## Excerto selecionado
________________________
Basta recordar que foi o Ex-Secretario Ao Man Long quem estudou e lançou este projecto deixando uma herança que o actual Secretário e o GIT não demonstram ser capazes de se livrar. O processo do Metro Ligeiro é o paradigma do despesismo, de irresponsabilidade, do laxismo, do favoritismo e da incapacidade governativa.
Para além do fardo financeiro, outras importantes questões estão por ser publicamente esclarecidas como por exemplo como foi possível adjudicar o contrato à EFS (Consultores do GIT) que não observava os requisitos mais básicos do Caderno de Encargos, sendo o contrato posteriormente assinado baseado nas condições e não na do Cadernos de Encargos. Como se justifica que tendo a EFS sido contratada precisamente para suprir lacunas técnicas do GIT, seja o próprio GIT, conforme indicado no relatório do Comissariado de Auditoria, a corrigir o trabalho do EFS? Será que isto aconteceu porque o EFS foi uma má opção ou porque o GIT quer adjudicar os contratos a seu belo prazer?
________________________
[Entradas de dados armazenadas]

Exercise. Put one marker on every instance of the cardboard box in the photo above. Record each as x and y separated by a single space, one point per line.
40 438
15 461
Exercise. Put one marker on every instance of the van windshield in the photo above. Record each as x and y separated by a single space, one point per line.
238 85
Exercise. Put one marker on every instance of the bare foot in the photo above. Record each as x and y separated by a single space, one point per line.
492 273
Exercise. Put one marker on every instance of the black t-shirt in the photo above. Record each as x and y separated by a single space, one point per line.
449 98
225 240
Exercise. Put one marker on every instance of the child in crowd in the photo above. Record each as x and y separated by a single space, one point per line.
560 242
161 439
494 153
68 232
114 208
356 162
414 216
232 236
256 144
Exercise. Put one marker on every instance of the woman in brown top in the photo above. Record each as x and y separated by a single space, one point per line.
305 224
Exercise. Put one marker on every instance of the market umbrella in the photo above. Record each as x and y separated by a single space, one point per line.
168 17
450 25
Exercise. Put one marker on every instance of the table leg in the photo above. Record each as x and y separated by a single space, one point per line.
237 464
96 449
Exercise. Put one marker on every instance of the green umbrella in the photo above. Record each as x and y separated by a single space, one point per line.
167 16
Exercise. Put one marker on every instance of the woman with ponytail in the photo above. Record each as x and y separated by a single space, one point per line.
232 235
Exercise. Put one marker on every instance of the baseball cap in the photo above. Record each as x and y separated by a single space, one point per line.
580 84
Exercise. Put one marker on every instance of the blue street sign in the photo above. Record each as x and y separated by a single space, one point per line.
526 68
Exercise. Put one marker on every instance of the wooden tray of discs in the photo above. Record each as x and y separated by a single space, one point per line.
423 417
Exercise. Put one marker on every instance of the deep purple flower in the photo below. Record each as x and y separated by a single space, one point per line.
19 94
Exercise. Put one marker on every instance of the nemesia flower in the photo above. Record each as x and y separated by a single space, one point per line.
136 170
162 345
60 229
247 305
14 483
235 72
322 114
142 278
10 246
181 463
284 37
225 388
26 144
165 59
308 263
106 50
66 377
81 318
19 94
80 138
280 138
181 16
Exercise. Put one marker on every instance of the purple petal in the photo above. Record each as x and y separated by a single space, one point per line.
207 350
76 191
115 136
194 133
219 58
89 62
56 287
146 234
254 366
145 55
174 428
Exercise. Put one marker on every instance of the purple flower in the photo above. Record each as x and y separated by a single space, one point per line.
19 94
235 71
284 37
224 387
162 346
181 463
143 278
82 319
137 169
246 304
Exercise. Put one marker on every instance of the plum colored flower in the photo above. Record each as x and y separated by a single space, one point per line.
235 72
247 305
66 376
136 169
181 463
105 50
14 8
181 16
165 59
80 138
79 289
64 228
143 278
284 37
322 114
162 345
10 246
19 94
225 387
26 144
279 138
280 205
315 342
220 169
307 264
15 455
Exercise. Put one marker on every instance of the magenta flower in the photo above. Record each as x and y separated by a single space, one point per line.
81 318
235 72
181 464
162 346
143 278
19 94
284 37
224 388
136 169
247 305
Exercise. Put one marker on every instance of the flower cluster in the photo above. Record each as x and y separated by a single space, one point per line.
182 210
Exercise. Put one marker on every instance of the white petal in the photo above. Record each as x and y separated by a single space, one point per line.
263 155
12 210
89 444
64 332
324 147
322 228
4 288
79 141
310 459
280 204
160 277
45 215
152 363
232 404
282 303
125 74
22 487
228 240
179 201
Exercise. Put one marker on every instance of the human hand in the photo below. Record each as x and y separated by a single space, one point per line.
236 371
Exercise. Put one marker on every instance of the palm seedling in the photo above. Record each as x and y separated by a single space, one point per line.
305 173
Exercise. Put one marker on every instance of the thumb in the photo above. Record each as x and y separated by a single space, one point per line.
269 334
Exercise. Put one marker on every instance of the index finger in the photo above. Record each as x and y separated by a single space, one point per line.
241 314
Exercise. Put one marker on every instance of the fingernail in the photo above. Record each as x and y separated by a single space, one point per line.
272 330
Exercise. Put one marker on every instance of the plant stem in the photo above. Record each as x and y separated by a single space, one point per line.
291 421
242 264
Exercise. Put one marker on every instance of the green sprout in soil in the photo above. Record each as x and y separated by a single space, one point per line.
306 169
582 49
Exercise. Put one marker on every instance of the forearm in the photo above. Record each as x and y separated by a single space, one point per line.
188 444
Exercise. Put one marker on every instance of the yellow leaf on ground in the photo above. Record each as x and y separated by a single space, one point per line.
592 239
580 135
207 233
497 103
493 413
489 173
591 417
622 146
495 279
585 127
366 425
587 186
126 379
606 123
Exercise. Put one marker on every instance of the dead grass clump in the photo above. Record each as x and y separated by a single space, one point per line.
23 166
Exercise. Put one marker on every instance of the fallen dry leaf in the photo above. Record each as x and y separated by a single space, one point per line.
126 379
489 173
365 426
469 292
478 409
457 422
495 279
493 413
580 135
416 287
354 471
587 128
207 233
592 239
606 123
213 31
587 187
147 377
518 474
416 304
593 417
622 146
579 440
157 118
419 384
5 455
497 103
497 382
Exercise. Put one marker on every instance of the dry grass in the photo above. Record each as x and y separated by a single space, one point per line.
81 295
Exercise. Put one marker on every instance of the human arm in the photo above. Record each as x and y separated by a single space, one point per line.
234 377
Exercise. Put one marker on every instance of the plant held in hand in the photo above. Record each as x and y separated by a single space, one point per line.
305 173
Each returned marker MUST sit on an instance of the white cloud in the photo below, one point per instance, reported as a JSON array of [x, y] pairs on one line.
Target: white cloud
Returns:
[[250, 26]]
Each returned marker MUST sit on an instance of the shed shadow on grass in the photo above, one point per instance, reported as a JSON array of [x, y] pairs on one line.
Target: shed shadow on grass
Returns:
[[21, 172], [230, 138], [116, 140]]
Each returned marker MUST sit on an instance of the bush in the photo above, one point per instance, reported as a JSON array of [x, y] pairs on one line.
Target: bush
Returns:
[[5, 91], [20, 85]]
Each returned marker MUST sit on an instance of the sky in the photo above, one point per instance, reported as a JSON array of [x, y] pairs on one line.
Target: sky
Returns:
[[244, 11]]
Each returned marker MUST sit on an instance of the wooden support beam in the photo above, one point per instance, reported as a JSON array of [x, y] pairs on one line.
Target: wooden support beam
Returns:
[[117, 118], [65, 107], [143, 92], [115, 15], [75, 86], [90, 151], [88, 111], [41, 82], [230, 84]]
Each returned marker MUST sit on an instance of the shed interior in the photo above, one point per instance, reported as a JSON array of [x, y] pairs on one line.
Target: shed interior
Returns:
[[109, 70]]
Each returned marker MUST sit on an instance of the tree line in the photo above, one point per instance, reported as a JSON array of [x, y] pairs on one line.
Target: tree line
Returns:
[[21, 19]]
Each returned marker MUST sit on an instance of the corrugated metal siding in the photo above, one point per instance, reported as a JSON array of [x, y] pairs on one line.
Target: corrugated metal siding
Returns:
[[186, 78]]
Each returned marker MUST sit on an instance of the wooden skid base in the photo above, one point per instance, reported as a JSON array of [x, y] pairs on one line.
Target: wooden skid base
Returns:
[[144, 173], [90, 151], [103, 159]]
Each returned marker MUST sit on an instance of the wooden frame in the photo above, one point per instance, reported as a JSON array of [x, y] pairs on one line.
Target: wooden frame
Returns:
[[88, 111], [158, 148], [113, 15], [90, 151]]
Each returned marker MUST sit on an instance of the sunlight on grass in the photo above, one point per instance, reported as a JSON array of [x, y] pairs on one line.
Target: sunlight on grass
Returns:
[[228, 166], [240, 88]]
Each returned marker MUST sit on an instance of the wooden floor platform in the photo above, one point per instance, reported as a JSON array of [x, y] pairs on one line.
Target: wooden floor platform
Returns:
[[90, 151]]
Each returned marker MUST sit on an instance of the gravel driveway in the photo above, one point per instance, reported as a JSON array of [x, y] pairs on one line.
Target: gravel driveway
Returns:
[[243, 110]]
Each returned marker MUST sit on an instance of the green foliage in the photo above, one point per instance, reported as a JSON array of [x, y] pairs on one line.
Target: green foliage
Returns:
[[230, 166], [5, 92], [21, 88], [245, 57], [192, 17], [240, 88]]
________________________
## Enunciado da tarefa
Transcreva do excerto selecionado, sem alterações, o trecho que vai de "Para além do" até "seu belo prazer?".

## Resposta à tarefa
Para além do fardo financeiro, outras importantes questões estão por ser publicamente esclarecidas como por exemplo como foi possível adjudicar o contrato à EFS (Consultores do GIT) que não observava os requisitos mais básicos do Caderno de Encargos, sendo o contrato posteriormente assinado baseado nas condições e não na do Cadernos de Encargos. Como se justifica que tendo a EFS sido contratada precisamente para suprir lacunas técnicas do GIT, seja o próprio GIT, conforme indicado no relatório do Comissariado de Auditoria, a corrigir o trabalho do EFS? Será que isto aconteceu porque o EFS foi uma má opção ou porque o GIT quer adjudicar os contratos a seu belo prazer?